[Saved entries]
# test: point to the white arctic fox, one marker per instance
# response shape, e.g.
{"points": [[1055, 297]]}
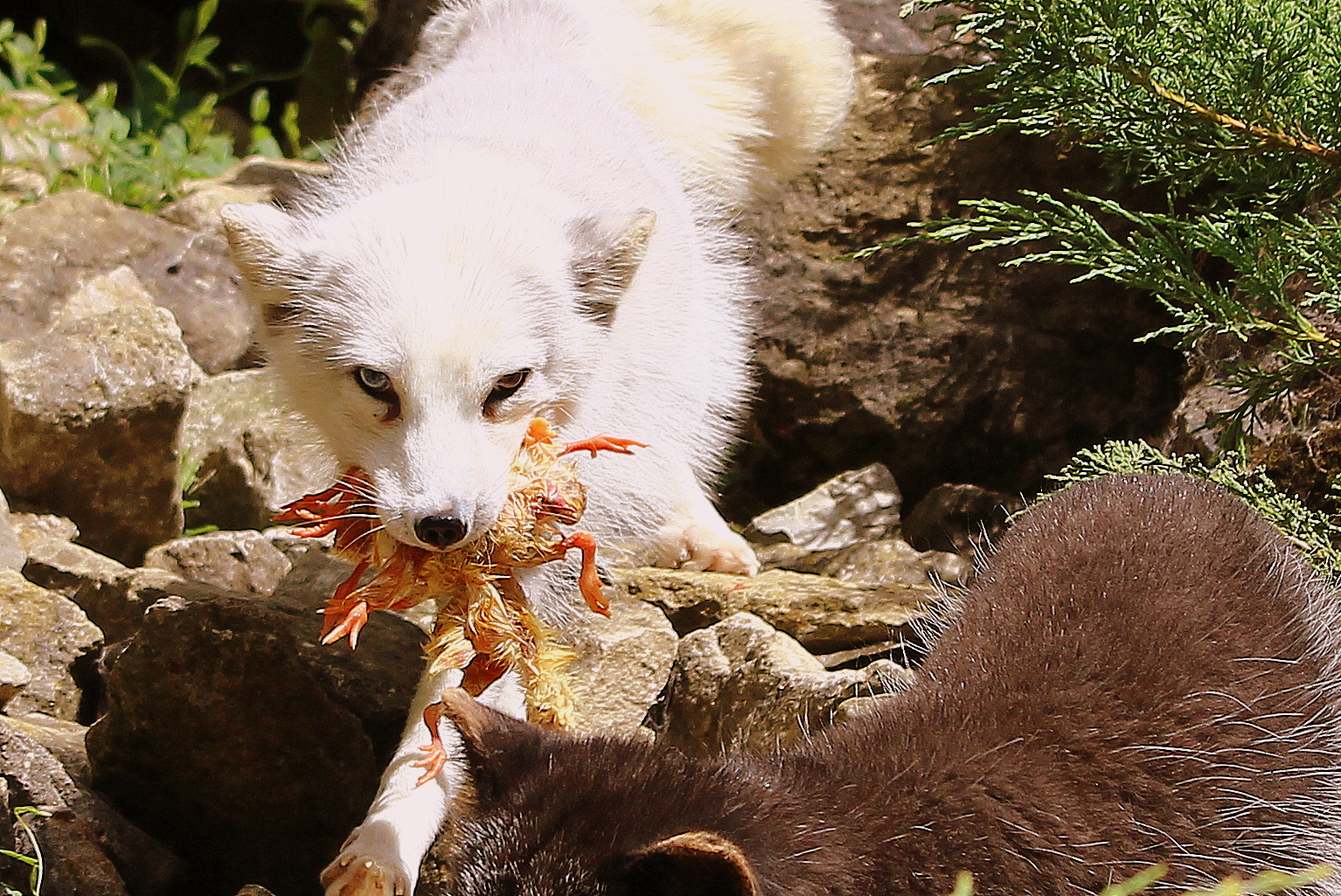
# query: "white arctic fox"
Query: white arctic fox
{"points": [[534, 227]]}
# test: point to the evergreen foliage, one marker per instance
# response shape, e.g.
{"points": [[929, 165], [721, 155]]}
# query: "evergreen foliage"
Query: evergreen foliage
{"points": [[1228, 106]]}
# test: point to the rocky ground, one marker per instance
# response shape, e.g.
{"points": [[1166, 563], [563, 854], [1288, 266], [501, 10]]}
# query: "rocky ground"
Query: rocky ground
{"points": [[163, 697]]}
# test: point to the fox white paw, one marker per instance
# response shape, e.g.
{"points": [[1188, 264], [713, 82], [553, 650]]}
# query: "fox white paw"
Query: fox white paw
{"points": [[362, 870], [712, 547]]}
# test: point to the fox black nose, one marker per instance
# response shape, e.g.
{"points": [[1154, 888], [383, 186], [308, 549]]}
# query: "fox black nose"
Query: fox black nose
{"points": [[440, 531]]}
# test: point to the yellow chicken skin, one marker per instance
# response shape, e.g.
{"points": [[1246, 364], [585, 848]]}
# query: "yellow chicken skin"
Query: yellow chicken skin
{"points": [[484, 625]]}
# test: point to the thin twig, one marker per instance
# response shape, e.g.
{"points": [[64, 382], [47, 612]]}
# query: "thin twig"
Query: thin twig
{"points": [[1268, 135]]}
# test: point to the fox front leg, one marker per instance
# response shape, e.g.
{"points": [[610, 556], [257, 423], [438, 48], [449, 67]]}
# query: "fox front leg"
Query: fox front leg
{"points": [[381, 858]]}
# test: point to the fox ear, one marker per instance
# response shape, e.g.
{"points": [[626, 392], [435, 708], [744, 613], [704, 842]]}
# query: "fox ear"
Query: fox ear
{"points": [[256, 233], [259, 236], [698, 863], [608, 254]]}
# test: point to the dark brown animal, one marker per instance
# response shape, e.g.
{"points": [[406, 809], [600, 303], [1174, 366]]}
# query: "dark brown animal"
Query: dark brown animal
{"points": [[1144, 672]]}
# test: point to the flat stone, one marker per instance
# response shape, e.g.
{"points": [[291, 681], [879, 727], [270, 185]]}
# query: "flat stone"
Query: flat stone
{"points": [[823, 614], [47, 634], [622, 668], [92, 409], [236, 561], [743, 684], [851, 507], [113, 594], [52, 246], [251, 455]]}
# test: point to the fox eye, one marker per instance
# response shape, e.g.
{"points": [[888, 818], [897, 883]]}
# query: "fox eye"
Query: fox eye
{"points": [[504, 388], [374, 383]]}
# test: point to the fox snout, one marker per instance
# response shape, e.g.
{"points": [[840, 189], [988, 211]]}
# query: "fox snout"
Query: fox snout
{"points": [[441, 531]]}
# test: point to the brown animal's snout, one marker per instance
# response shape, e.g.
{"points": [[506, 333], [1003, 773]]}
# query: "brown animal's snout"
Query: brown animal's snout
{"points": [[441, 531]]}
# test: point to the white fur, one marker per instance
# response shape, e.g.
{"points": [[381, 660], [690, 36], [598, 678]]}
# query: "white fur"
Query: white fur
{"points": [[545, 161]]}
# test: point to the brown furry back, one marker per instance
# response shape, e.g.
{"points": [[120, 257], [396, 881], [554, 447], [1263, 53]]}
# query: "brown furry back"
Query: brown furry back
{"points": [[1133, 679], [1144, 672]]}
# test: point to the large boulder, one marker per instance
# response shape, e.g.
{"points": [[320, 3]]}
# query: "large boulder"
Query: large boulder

_EXERCISE:_ Repeat each record exactly, with the pictures left out.

_WRITTEN RESPONSE:_
# test: point to the white arctic fox, one marker per instance
# response shape, e.g.
{"points": [[1055, 297]]}
# query: "white arctic fox"
Query: white arctic fox
{"points": [[534, 227]]}
# test: point to the evergreen foliage, one marker per instance
# response shape, e.g.
{"points": [[929, 165], [721, 155]]}
# query: "evergreen foliage"
Query: evergreen foliage
{"points": [[1228, 106]]}
# test: point to the rocky ground, one marker per instance
# response shape, e.g.
{"points": [[1166, 563], [563, 854], [1288, 266], [501, 10]]}
# query: "rocky ground"
Query: rocky ground
{"points": [[163, 697]]}
# test: point to the fox white paw, one marker per instance
# response shape, e.g.
{"points": [[1188, 264], [713, 82], [553, 650]]}
# query: "fox white paw"
Query: fox white paw
{"points": [[362, 870], [712, 547]]}
# test: point to the fox black nose, one marker per instance
# response shape, e.g.
{"points": [[1154, 888], [383, 186], [308, 549]]}
# query: "fox black nose"
Query: fox black nose
{"points": [[440, 531]]}
# test: point to the yellow chicken skin, one marker per instance
# response shape, e.g.
{"points": [[1246, 364], [585, 848]]}
# query: "yellow chicken skin"
Query: yellow chicken skin
{"points": [[484, 625]]}
# test: point to the thin twig, one marker per instance
# response shape, e.g.
{"points": [[64, 382], [47, 612]]}
# query: "thin twig"
Query: thin twig
{"points": [[1268, 135]]}
# test: point to the fox front leg, one marker per instance
# response shape, e.g.
{"points": [[610, 556], [257, 423], [438, 48], [449, 67]]}
# query: "fox front leg"
Query: fox front leg
{"points": [[381, 858]]}
# test: point to the fox ear, one marker per instance
# response shape, e.g.
{"points": [[626, 392], [435, 708], [744, 613], [704, 842]]}
# query: "fox ear"
Query: fox ear
{"points": [[256, 233], [259, 236], [698, 863], [608, 254]]}
# test: point to the dark brown animal, one marker per instance
# response shape, e.g.
{"points": [[406, 809], [600, 303], [1174, 366]]}
# query: "dark brown animal"
Query: dark brown animal
{"points": [[1144, 672]]}
# test: point to the flat stone, one marker per instance
# response shape, e.g.
{"points": [[291, 681], [879, 727], [270, 185]]}
# query: "flat stone"
Query: flat stone
{"points": [[823, 614], [47, 634], [622, 668], [92, 409], [236, 561], [743, 684], [851, 507], [113, 594], [52, 246], [251, 455]]}
# test: point to the fox eye, one marker per instance
# response shape, e.g.
{"points": [[888, 818], [897, 883]]}
# query: "fox eye"
Query: fox eye
{"points": [[504, 388], [374, 383]]}
# test: point to the fox snout, one marker per instance
# response shape, e.g.
{"points": [[840, 189], [988, 211]]}
# query: "fox snout"
Query: fox snout
{"points": [[441, 531]]}
# test: point to the brown animal's snout, one marker per instance
# response shape, e.g.
{"points": [[506, 333], [1003, 773]]}
# query: "brown animal's snout"
Query: brown animal's snout
{"points": [[441, 531]]}
# test: point to the white fur, one marker per instance
# response shape, e.g.
{"points": [[381, 660], [690, 36], [598, 678]]}
# query: "white fur"
Query: white fur
{"points": [[545, 161]]}
# test: point to the brown furry back, one marker per instance
# response shape, e.g.
{"points": [[120, 257], [396, 881], [554, 447], [1263, 53]]}
# query: "brown furry back"
Query: brown furry back
{"points": [[1133, 679], [1144, 672]]}
# test: point to the large boulder, one marker per instance
# response shape, e.g.
{"points": [[320, 3]]}
# query: "large boulder"
Query: large boulder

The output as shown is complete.